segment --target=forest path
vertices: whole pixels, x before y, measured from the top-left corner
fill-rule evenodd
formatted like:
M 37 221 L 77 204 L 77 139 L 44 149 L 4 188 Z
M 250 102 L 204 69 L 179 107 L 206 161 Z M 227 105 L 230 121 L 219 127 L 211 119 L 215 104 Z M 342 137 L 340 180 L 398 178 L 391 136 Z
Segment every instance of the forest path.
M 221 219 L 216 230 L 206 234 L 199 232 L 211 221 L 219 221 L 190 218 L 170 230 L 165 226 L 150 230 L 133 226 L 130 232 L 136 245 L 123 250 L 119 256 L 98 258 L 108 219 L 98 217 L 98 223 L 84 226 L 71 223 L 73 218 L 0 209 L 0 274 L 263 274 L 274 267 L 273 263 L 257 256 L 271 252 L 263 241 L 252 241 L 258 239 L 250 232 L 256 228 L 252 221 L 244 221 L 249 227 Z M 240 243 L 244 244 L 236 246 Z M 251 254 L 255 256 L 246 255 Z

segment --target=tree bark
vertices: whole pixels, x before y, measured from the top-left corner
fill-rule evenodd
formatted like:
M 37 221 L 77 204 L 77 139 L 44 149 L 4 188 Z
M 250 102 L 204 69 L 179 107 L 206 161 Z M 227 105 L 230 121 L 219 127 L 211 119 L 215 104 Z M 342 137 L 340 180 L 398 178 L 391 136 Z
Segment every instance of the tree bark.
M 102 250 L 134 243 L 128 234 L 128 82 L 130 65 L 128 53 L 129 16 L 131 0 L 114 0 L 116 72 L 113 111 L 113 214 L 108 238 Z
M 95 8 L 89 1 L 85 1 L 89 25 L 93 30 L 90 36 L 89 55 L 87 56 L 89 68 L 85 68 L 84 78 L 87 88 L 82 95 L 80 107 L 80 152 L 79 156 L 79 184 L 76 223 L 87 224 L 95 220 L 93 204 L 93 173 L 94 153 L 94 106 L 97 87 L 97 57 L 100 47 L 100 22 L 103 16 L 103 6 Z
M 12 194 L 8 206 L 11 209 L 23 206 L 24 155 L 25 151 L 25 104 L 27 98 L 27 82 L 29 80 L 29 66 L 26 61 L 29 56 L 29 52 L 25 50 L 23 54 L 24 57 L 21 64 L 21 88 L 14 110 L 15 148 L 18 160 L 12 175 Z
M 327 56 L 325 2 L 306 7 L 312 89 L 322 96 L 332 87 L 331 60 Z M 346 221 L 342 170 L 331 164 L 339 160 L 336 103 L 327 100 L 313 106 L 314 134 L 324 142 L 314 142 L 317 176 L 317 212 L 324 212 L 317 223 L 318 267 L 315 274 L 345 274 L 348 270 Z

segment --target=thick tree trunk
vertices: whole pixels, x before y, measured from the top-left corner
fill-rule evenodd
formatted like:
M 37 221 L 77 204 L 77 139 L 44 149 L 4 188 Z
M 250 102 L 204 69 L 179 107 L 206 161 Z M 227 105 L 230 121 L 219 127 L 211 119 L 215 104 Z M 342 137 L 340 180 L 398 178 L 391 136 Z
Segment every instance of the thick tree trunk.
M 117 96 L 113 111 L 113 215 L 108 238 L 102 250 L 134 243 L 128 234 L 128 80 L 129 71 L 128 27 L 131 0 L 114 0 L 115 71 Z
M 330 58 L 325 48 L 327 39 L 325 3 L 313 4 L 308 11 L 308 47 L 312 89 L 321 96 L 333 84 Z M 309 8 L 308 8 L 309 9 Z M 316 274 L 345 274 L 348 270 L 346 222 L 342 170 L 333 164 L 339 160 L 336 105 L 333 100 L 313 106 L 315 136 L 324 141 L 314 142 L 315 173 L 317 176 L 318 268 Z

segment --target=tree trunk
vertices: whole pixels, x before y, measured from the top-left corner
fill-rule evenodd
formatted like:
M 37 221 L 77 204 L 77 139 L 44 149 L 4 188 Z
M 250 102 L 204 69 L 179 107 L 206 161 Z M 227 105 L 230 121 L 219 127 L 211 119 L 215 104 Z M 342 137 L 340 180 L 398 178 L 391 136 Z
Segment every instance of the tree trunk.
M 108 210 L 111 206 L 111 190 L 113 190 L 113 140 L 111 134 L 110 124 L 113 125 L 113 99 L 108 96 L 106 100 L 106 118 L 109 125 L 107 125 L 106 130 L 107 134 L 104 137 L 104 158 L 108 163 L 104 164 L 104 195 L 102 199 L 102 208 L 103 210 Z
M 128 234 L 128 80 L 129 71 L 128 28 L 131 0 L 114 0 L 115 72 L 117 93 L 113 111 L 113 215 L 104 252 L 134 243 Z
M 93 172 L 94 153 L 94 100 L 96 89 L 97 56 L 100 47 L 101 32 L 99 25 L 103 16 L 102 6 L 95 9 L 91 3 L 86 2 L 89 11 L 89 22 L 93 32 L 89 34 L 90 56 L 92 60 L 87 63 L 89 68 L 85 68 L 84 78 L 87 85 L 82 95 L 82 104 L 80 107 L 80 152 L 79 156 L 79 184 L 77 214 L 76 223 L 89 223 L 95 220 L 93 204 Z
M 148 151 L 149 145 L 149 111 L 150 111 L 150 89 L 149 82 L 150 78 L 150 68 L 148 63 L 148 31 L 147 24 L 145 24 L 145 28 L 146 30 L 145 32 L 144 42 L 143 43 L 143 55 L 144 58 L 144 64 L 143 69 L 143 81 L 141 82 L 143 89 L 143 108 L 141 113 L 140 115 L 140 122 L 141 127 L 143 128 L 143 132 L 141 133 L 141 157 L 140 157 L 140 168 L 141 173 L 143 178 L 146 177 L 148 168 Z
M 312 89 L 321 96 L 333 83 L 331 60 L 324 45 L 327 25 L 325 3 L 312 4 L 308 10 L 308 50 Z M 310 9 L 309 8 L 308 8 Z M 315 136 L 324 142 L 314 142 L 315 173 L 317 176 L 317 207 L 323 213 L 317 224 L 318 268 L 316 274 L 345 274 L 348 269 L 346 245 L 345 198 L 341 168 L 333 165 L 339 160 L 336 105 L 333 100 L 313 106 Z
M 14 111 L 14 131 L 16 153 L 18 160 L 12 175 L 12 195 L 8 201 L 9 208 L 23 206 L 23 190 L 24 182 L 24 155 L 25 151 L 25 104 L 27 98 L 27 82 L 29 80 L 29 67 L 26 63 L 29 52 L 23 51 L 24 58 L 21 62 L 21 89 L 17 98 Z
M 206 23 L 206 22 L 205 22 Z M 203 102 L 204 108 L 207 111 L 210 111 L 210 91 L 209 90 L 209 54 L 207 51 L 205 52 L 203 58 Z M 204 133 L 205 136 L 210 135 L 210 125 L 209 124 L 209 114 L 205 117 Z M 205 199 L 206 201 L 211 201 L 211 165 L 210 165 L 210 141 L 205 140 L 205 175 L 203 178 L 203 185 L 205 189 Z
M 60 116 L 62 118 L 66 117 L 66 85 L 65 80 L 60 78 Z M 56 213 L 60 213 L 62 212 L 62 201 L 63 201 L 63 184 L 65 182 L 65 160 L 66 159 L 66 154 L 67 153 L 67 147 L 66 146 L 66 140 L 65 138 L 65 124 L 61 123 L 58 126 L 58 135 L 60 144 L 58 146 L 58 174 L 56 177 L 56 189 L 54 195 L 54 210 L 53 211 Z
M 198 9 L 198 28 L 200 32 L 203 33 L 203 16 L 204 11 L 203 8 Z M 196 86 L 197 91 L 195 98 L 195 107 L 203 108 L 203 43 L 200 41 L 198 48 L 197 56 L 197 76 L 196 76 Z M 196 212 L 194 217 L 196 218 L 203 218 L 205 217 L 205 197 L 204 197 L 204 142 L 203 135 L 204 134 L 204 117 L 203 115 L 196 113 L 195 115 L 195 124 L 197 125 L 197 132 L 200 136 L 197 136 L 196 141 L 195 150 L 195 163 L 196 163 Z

EXERCISE OBJECTIVE
Update the listing lines, beginning at the line containing "segment --target=thick tree trunk" and stopping after the line containing "M 117 96 L 113", so that "evenodd" becomes "nonzero" and nothing else changes. Output only those lines.

FULL SOLUTION
segment --target=thick tree trunk
vertices: whole pixels, x before y, measured from the top-left corner
fill-rule nonzero
formatted like:
M 37 221 L 77 204 L 77 139 L 44 149 L 4 188 Z
M 250 102 L 204 69 L 179 107 L 206 161 Z M 227 105 L 230 121 L 219 127 L 211 119 L 215 104 Z M 342 137 L 340 180 L 398 178 L 391 136 Z
Segment every instance of the thick tree trunk.
M 117 96 L 113 111 L 113 215 L 108 238 L 102 250 L 134 243 L 128 234 L 128 80 L 129 71 L 128 27 L 131 0 L 114 0 L 115 71 Z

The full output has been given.